How will 2022 reshape K–12 education?

And how can we influence the outcome?

This article written by Thomas Arnett takes a closer look at what options we have when it comes to saving what is left of the school year after several closedowns, yet again. It is a topic that is most concerning these days. We might well be looking for a magic wand here, and of course, these are unchartered territories. Senior students in high school in Norway have experienced lockdown and digital school on and off for 3 years now. It is unfair to think that teachers can miraculously make up for lost time, compensate for months of digital teaching, and the hardship of students struggling with isolation.

What I like in this article is to use federal funding not only for tutoring, but to create more innovative instructional models. He suggests this is the time for new startup versions of school. Like what we are doing in my district; offering school for students who struggle with attending regular school, by offering an alternative in a familiar environment outside the original school building.   If we want to try we need to make a better/different system.  No teacher can do this on their own.

→ **SOURCE INFORMATION**:
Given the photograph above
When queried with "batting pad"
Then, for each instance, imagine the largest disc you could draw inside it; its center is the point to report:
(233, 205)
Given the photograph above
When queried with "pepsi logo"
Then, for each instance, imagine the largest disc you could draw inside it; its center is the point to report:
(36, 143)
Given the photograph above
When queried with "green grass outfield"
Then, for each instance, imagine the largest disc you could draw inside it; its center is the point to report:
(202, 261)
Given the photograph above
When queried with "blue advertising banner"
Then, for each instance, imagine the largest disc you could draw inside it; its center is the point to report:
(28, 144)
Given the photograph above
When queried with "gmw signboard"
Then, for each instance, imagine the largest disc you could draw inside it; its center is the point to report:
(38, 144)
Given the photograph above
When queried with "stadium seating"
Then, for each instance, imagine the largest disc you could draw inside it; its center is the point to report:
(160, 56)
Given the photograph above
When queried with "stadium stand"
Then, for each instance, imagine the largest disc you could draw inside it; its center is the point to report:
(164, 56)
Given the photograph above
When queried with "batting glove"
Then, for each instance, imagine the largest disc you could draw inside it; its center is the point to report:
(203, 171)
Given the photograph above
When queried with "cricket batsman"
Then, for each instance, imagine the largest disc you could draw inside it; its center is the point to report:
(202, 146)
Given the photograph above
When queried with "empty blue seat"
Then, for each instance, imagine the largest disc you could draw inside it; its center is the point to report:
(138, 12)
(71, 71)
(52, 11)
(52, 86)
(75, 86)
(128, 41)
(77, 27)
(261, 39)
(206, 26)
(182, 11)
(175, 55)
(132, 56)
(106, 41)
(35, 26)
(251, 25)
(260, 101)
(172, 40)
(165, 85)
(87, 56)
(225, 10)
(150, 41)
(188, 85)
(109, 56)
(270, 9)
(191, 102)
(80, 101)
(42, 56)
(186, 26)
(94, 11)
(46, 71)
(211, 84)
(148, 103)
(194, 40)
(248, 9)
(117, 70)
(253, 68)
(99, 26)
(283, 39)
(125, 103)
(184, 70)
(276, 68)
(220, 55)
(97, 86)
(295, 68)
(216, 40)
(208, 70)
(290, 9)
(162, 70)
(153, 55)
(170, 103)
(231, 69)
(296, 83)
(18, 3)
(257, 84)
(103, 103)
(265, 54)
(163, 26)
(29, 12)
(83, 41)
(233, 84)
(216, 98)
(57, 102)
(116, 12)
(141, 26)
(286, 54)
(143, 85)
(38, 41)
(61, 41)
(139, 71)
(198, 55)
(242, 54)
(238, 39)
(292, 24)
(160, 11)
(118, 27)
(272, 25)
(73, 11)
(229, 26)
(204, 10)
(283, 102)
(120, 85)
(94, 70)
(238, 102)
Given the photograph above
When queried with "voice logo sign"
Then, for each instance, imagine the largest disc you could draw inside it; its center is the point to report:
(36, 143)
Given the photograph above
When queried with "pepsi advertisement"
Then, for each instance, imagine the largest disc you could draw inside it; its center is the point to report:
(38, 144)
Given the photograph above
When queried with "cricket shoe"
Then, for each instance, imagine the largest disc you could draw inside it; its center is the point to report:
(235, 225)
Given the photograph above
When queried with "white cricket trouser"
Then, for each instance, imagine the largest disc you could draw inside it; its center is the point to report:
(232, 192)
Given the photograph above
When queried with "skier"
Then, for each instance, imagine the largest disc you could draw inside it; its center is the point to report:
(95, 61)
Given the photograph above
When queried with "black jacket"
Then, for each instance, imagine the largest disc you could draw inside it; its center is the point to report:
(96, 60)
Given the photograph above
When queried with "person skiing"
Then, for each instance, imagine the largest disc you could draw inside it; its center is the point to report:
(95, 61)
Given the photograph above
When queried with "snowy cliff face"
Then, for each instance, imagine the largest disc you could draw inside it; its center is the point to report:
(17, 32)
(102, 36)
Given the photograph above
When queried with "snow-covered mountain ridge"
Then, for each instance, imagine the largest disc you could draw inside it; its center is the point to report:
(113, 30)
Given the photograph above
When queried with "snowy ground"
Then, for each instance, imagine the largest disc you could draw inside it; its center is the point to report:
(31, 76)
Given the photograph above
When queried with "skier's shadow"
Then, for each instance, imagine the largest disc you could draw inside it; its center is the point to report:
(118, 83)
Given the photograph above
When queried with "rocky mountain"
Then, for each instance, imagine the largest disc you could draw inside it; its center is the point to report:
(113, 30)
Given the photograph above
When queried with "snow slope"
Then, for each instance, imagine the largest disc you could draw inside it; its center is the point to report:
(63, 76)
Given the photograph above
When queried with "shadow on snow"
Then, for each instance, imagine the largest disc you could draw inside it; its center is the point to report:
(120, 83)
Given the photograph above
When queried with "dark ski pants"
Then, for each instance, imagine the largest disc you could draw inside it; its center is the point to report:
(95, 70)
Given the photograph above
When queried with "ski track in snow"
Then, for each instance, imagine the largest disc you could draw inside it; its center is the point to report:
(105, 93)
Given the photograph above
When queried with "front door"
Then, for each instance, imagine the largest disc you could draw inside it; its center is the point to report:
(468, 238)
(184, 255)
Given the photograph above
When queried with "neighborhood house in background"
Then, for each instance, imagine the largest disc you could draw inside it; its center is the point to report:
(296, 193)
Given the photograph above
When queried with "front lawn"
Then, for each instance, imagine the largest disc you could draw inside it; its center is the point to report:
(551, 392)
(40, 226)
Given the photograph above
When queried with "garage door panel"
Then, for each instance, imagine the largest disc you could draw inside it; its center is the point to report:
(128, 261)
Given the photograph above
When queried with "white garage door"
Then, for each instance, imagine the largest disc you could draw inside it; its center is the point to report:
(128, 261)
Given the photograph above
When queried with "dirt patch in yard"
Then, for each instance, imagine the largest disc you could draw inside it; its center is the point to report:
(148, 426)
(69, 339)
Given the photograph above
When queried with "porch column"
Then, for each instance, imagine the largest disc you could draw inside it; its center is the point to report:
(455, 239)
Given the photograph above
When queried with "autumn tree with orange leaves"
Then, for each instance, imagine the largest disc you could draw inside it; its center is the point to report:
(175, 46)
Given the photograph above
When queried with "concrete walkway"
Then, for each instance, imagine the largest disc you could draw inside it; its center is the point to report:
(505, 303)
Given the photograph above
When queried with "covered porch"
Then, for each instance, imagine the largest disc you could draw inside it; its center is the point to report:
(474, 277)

→ **TASK DIRECTIONS**:
Please reproduce the article on K–12 education in 2022 word for word, starting at the words "And how can" and stopping after "struggling with isolation.". You won't need the rows.

→ **EXERCISE ANSWER**:
And how can we influence the outcome?

This article written by Thomas Arnett takes a closer look at what options we have when it comes to saving what is left of the school year after several closedowns, yet again. It is a topic that is most concerning these days. We might well be looking for a magic wand here, and of course, these are unchartered territories. Senior students in high school in Norway have experienced lockdown and digital school on and off for 3 years now. It is unfair to think that teachers can miraculously make up for lost time, compensate for months of digital teaching, and the hardship of students struggling with isolation.